**Selected text**.

Okay, today I woke up at 3:51, fuzzy from the drugs I took to sleep well last night (alka seltzer cold and such) and wanting nothing more than to curl up in the guest bed of my parents house and go back to sleep. I'd gone home to spend out my confinement with family and pets, and had actually done a fairly decent job at healing myself, or being healed by caring, equally sick parents.
I digress. At that ungodly hour I awoke, and withing ten minutes was on the road for Lehi, where I needed to be to work no later than 7:30. I drove, on the verge of sleep most of the way until the beautiful dawn woke me to a sense of wonder and excitement for this day. Made it to Outback at 7:30 on the dot, got to work, and stayed working until 8 PM tonight. That's 12.5 hours of work, for those who need the math help, after a very early uprisal, and it has left me somewhat groggy and spacey. That and the medicine I took tonight which is putting me to sleep as I type.
All of this is an apology for this post, and how it won't be anything magnanimous. But that's what you're used to, right?
All I wanted to say tonight is:
1). I love Mumford and Sons. Okay, I've only actually heard two songs, but I heard them both on the radio, independently, and wrote down the words to look up who it was because I thoroughly enjoyed them. Then I saw them on a recording of the grammy's, and literally fell in love. I will get more of their music soon, and for the time being I will have all I need to keep me going when life gets tough.
2). I drove home from the field tonight with a coworker who is coming in early because his brother's best friend was found dead this morning. He had been out...ice skating? doing something on a frozen lake in Minnesota when he was hit by a car also out on the ice. The car left him for dead though, and his body was found by snowmobilers the next morning. The staff was sort of in shock as he told me about it, about how devastated his brother would be, about what a great guy this had been and how tragic it was.

**Problems to work on**.
**A)** Decide whether each statement agrees with the post, answering yes or no and quoting the words that settle it: (i) The writer reached Outback at exactly 7:30. (ii) The writer had heard many Mumford and Sons songs. (iii) The body was found by police.
**B)** Answer these questions from the post:
(i) At what time did the writer wake up?
(ii) Where did the writer need to be for work by 7:30?
(iii) In what state was the frozen lake?
**C)** Quote the stretch of the post from "Okay, today I" through "equally sick parents.".
The listing after the post comes from a different source.

**Supplied material**.
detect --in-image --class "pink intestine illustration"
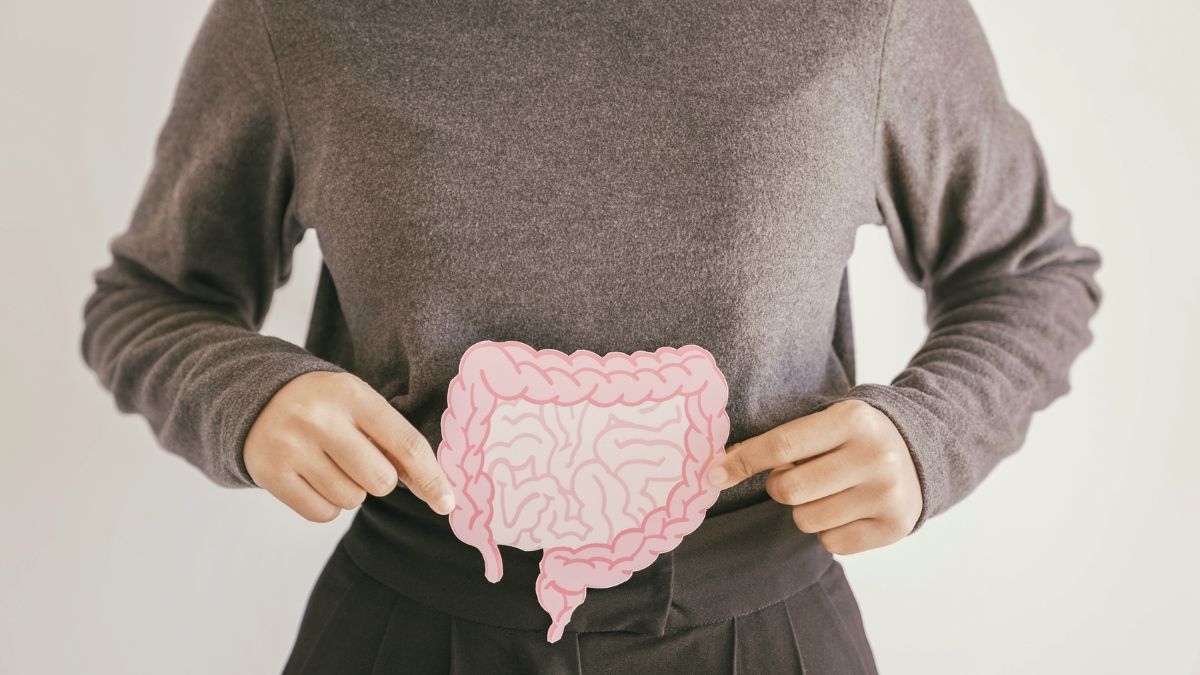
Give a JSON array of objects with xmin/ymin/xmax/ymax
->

**Solutions in order**.
**A)**
(i) Yes: "Made it to Outback at 7:30 on the dot"
(ii) No: "I've only actually heard two songs"
(iii) No: "his body was found by snowmobilers the next morning"

**B)**
(i) 3:51
(ii) Lehi
(iii) Minnesota

**C)**
Okay, today I woke up at 3:51, fuzzy from the drugs I took to sleep well last night (alka seltzer cold and such) and wanting nothing more than to curl up in the guest bed of my parents house and go back to sleep. I'd gone home to spend out my confinement with family and pets, and had actually done a fairly decent job at healing myself, or being healed by caring, equally sick parents.